Only the lines from the one containing "In this exercise you will label the shirt collar" through the end of the data below should be copied, each exactly as written and with both ends kept.

BEGIN

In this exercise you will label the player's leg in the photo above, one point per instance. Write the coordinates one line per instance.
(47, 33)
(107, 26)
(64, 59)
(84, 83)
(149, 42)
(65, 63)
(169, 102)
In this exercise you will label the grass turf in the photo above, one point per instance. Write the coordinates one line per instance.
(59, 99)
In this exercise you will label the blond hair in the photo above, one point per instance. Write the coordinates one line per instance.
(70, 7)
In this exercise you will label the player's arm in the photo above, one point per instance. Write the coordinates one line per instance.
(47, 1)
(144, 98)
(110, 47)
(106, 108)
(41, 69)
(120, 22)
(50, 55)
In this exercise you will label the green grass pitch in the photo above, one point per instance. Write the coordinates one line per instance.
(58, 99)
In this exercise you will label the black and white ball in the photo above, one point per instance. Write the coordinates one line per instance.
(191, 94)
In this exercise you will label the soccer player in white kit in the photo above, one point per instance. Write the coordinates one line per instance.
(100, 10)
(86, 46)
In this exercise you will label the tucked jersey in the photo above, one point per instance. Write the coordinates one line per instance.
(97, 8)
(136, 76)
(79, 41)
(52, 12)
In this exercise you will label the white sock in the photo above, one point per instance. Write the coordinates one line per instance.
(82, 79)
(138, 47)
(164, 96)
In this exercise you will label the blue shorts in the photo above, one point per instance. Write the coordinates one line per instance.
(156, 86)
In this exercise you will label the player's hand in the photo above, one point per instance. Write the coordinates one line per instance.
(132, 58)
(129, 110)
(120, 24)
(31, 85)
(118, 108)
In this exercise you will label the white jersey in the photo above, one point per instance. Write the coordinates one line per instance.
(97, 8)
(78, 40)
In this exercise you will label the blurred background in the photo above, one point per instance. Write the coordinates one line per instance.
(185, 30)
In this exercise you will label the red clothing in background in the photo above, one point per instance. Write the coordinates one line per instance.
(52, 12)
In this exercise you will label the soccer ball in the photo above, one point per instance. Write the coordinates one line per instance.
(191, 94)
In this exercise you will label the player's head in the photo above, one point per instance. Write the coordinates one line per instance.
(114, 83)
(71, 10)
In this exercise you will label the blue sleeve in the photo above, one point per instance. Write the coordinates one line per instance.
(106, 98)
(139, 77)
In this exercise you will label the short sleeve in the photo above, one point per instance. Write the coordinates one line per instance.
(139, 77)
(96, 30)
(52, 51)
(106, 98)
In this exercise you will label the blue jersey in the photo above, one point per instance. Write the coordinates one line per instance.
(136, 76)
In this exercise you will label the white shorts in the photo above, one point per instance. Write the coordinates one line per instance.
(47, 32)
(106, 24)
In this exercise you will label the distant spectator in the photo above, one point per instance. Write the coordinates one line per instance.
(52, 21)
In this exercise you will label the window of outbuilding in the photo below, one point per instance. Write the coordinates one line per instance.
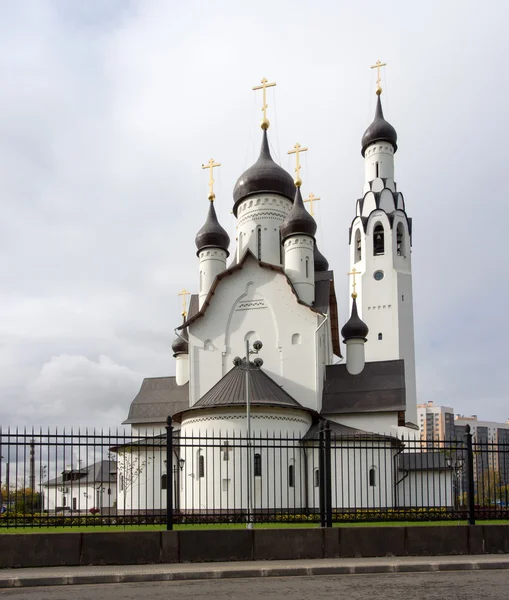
(378, 240)
(257, 467)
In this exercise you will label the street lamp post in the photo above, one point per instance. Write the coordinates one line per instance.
(257, 346)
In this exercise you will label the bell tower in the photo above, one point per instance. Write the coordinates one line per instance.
(380, 250)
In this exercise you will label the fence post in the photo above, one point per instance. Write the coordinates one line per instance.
(321, 473)
(328, 477)
(169, 475)
(470, 477)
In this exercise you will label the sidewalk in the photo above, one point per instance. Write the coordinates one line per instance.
(284, 568)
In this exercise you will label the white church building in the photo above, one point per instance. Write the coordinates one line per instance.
(276, 287)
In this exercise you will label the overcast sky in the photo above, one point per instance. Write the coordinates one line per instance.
(108, 108)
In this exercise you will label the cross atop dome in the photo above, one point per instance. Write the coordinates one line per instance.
(265, 123)
(378, 65)
(297, 149)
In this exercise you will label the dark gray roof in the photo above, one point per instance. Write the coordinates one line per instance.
(104, 471)
(422, 461)
(181, 343)
(158, 398)
(322, 291)
(194, 306)
(212, 235)
(379, 387)
(264, 176)
(231, 390)
(379, 131)
(343, 431)
(321, 263)
(298, 221)
(354, 328)
(150, 441)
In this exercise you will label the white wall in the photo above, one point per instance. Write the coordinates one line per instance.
(426, 489)
(212, 262)
(266, 212)
(386, 305)
(256, 303)
(93, 495)
(351, 463)
(224, 483)
(300, 266)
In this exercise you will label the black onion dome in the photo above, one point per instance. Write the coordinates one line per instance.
(265, 176)
(321, 263)
(212, 235)
(181, 346)
(379, 131)
(298, 221)
(355, 326)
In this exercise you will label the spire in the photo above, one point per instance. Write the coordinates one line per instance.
(212, 235)
(298, 220)
(181, 342)
(265, 176)
(355, 326)
(380, 130)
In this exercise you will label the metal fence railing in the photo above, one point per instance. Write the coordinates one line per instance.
(75, 478)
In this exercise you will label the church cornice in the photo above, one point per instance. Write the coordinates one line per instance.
(230, 271)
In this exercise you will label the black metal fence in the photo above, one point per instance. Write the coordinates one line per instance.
(74, 478)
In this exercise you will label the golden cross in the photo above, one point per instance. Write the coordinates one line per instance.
(297, 150)
(184, 293)
(210, 165)
(265, 122)
(377, 66)
(312, 198)
(354, 272)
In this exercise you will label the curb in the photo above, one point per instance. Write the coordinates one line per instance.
(246, 572)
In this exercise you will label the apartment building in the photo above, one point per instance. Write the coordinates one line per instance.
(436, 423)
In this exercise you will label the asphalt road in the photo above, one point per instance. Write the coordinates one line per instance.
(472, 585)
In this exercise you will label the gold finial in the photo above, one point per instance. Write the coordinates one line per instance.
(210, 165)
(354, 272)
(377, 66)
(184, 293)
(265, 122)
(312, 198)
(297, 150)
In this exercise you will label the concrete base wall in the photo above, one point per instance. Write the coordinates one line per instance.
(150, 547)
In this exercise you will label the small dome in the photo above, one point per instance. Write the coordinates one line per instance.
(354, 327)
(298, 221)
(379, 130)
(265, 176)
(212, 235)
(321, 263)
(181, 346)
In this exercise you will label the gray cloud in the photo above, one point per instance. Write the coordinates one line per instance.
(108, 110)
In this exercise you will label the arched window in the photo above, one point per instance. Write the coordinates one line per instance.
(257, 465)
(291, 476)
(372, 477)
(358, 246)
(201, 464)
(378, 240)
(317, 478)
(226, 451)
(296, 339)
(400, 240)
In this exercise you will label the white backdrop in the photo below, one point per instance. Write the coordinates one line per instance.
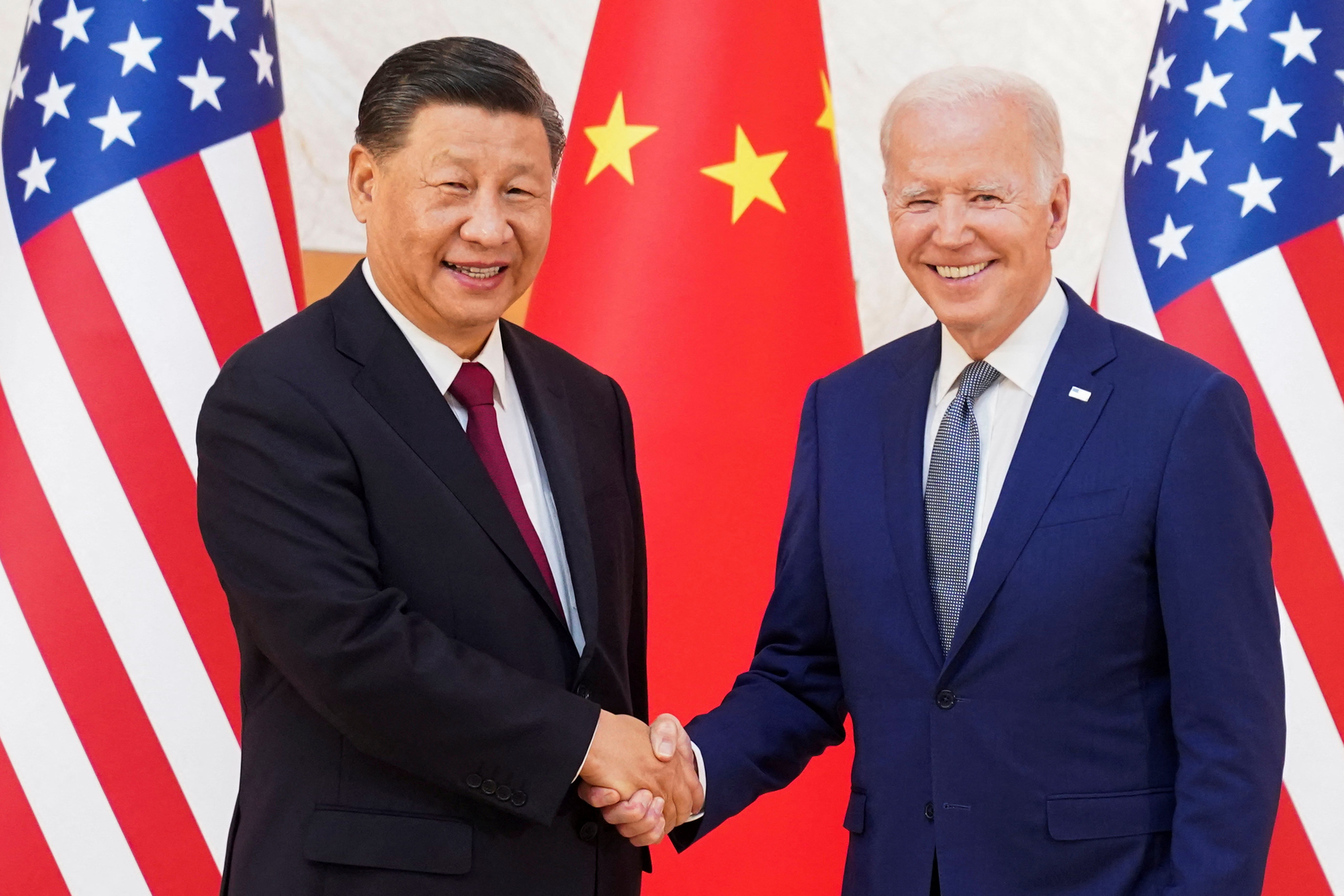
(1091, 54)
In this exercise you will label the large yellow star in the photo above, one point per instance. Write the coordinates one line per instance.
(828, 116)
(613, 143)
(749, 175)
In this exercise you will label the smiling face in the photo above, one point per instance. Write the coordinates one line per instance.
(457, 218)
(972, 232)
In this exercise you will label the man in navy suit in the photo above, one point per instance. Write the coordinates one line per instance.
(1027, 551)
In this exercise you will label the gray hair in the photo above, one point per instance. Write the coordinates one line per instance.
(963, 85)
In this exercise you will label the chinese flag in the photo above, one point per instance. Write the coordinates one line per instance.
(699, 256)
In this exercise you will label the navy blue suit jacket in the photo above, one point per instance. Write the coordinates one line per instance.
(1111, 717)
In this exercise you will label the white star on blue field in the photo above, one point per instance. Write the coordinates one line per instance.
(1240, 138)
(109, 90)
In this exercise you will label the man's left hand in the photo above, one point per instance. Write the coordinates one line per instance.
(640, 819)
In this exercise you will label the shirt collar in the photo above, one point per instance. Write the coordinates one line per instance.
(440, 361)
(1022, 357)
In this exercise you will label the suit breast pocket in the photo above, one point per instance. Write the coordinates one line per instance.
(1089, 506)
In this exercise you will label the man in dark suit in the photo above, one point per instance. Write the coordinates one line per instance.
(428, 524)
(1027, 553)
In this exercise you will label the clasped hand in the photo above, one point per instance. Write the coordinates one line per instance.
(642, 777)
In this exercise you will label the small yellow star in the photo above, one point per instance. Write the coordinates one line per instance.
(613, 143)
(749, 175)
(828, 116)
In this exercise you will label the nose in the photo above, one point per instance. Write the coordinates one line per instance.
(487, 224)
(951, 230)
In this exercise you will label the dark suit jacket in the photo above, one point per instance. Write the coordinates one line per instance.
(414, 710)
(1111, 717)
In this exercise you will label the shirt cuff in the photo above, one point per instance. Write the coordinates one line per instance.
(592, 741)
(705, 789)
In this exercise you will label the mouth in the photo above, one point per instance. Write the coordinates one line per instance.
(478, 276)
(959, 272)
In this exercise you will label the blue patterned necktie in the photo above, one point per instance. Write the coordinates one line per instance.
(951, 499)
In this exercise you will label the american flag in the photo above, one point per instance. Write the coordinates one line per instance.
(1229, 244)
(150, 234)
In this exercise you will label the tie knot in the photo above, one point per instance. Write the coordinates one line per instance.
(975, 381)
(474, 386)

END

- [Finished exercise]:
In this exercise you will label the shirt collar in the photo above, one point per instance. Write the coordinates one line per instance.
(440, 361)
(1022, 357)
In this exercise you will label the suit breast pocket in the photo above, one point per instance. Write the coordinates one line per instance.
(1089, 506)
In this exercise you will label the man in dark suit in the photo above, one point per instance. Write the coordinates one line per instance.
(428, 524)
(1027, 553)
In this exercise you will label the clasped hand in the photo above, one point per instance. Write the coordinates one line per instance.
(642, 777)
In this exercise you will label the small yellow star in the photo above, one point per instance. Write the coordinates one line per instance.
(613, 143)
(749, 175)
(828, 116)
In this exercise you will label the nose in the photo above, one point per instance. Write the coordinates one line per instance.
(487, 224)
(951, 230)
In this exercise you will label the dark suit jacket in the photo above, one point per instance. Write the coordinates one line per instance.
(414, 710)
(1111, 717)
In this exercise you will label the shirt cuff in the photo above, one point per instance. Write the coordinates one line per instance.
(592, 741)
(705, 789)
In this exercise you will label the mouth in the photo above, one point per instance. Write the coordinates one line per instance.
(478, 276)
(959, 272)
In this exercise you will label the blue patterned necktie in the photo above, one point per instance. Write the coordinates one line per instance.
(951, 499)
In this exercise you will label the american flag in the photo above, one point per instance. Write the coordinates one line per instance.
(1229, 244)
(150, 234)
In this exercise you will label the tie knot in the photo above, one point per instance. Write the coordinates one line per instance.
(975, 381)
(474, 386)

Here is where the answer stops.